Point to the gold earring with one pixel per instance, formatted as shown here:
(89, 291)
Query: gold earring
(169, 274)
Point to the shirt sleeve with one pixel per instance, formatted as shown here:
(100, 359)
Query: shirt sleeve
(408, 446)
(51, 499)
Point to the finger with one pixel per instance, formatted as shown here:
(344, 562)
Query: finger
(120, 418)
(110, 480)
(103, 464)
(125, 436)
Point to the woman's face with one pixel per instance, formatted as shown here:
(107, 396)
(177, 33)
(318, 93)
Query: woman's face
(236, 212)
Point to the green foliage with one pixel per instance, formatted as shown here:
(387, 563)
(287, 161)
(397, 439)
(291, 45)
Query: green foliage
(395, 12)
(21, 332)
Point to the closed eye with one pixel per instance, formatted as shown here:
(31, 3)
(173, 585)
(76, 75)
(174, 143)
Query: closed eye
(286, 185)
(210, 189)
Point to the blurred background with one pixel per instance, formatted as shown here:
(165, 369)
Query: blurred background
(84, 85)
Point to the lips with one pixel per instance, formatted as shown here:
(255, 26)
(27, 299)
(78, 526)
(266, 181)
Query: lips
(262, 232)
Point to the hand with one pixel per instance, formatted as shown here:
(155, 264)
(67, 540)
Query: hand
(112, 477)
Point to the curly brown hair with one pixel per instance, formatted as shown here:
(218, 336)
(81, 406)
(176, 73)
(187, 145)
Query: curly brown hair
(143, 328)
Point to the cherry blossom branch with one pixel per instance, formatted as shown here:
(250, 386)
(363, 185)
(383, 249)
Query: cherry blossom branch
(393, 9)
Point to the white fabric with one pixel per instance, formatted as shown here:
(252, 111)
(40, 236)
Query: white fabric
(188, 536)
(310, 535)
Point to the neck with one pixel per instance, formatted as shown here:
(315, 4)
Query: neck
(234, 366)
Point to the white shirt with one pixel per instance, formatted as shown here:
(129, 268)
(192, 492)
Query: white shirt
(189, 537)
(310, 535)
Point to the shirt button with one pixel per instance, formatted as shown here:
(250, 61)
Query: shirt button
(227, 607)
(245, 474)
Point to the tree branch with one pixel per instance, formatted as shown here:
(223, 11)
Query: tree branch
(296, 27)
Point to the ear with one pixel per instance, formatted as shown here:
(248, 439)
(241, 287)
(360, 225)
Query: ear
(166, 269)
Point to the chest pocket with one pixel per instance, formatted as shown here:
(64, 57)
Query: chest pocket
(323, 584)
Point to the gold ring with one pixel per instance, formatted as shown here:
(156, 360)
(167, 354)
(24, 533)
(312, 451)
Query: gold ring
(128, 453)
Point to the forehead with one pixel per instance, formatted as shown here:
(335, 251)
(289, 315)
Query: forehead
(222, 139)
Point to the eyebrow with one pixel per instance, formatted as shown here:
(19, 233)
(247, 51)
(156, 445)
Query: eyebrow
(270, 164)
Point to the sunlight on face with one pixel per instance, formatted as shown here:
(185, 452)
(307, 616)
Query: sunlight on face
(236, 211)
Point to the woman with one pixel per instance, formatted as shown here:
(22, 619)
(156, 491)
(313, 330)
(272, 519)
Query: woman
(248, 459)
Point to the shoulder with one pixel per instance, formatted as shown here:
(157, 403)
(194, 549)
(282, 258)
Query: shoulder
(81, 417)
+++
Required work
Prepare a faithful transcription of the material above, with nothing altered.

Completed task
Point to the gold earring with one pixel per instance, formatted as shown here:
(89, 291)
Query: gold earring
(169, 274)
Point to the shirt sleeve with one pixel per instance, formatted as shown here:
(100, 359)
Query: shirt sleeve
(408, 446)
(51, 499)
Point to the finger with one pixel per instance, formatted as shown here:
(344, 562)
Query: finger
(120, 418)
(110, 480)
(103, 464)
(125, 436)
Point to the woman's face with one pixel per instance, formatted as shown here:
(107, 396)
(177, 33)
(318, 93)
Query: woman's face
(236, 212)
Point to the green foliage with one pixel per instance, formatted as shown here:
(387, 563)
(287, 161)
(397, 439)
(291, 45)
Query: green foliage
(395, 12)
(21, 332)
Point to the closed eye with one pixel per instance, formatted as shown here:
(31, 3)
(173, 585)
(76, 75)
(174, 143)
Query: closed eye
(286, 185)
(210, 189)
Point to the blurred background with one pixel per instance, formatted as shown here:
(165, 369)
Query: blurred background
(84, 85)
Point to the lips with one pixel per instance, formatted as shown here:
(255, 26)
(27, 299)
(78, 526)
(266, 181)
Query: lips
(262, 232)
Point to the hand with one pixel per instance, formatted as shown here:
(155, 264)
(67, 540)
Query: hand
(112, 477)
Point to the curly brown hair with one pixel per instance, formatted as shown here:
(218, 336)
(81, 406)
(176, 73)
(187, 145)
Query: curly brown hair
(143, 328)
Point to the cherry blossom branch with one pixel per instance, formatted as shown here:
(250, 386)
(363, 185)
(383, 249)
Query: cherry blossom branch
(393, 9)
Point to the white fabric with one pixel per instance, formatted as shown here:
(252, 111)
(40, 236)
Query: white fabric
(188, 536)
(310, 535)
Point to the neck with one pixel per instance, formatted as shown here:
(315, 4)
Query: neck
(234, 366)
Point to the white shirt with one pixel per instance, formatted as shown here:
(129, 268)
(192, 492)
Query: white shirt
(189, 537)
(310, 535)
Point to the shirt button with one pixel per instance, formatted as shown here:
(250, 61)
Query: shirt button
(227, 607)
(245, 474)
Point to the tree branch with one pixel per instance, formatted as shown here:
(223, 11)
Query: tree branch
(296, 27)
Point to the ear with one pixel per instance, formatted as shown here:
(248, 439)
(241, 287)
(360, 225)
Query: ear
(166, 269)
Point to the chest pocket with one pixel per instance, formatted as shown here:
(64, 57)
Query: chest pocket
(323, 584)
Point to the gold ring with one pixel per instance, formatted as shown here:
(156, 360)
(167, 354)
(24, 533)
(312, 451)
Query: gold ring
(128, 453)
Point to the forehead with one pixel per instance, formatted as shown here:
(335, 251)
(289, 315)
Query: forehead
(222, 139)
Point to the eyebrow with one pixel per instance, formatted as shown here:
(19, 233)
(247, 51)
(156, 445)
Query: eyebrow
(270, 164)
Point to the sunlight on face with one pixel per instance, formatted as shown here:
(185, 452)
(307, 616)
Query: sunlight on face
(236, 211)
Point to the woman with one pixel per instance, formatted as shown here:
(22, 619)
(156, 491)
(313, 330)
(272, 519)
Query: woman
(248, 459)
Point to the shoulder with one pixel per instance, formatted as shown here:
(157, 403)
(194, 549)
(282, 258)
Query: shoulder
(81, 417)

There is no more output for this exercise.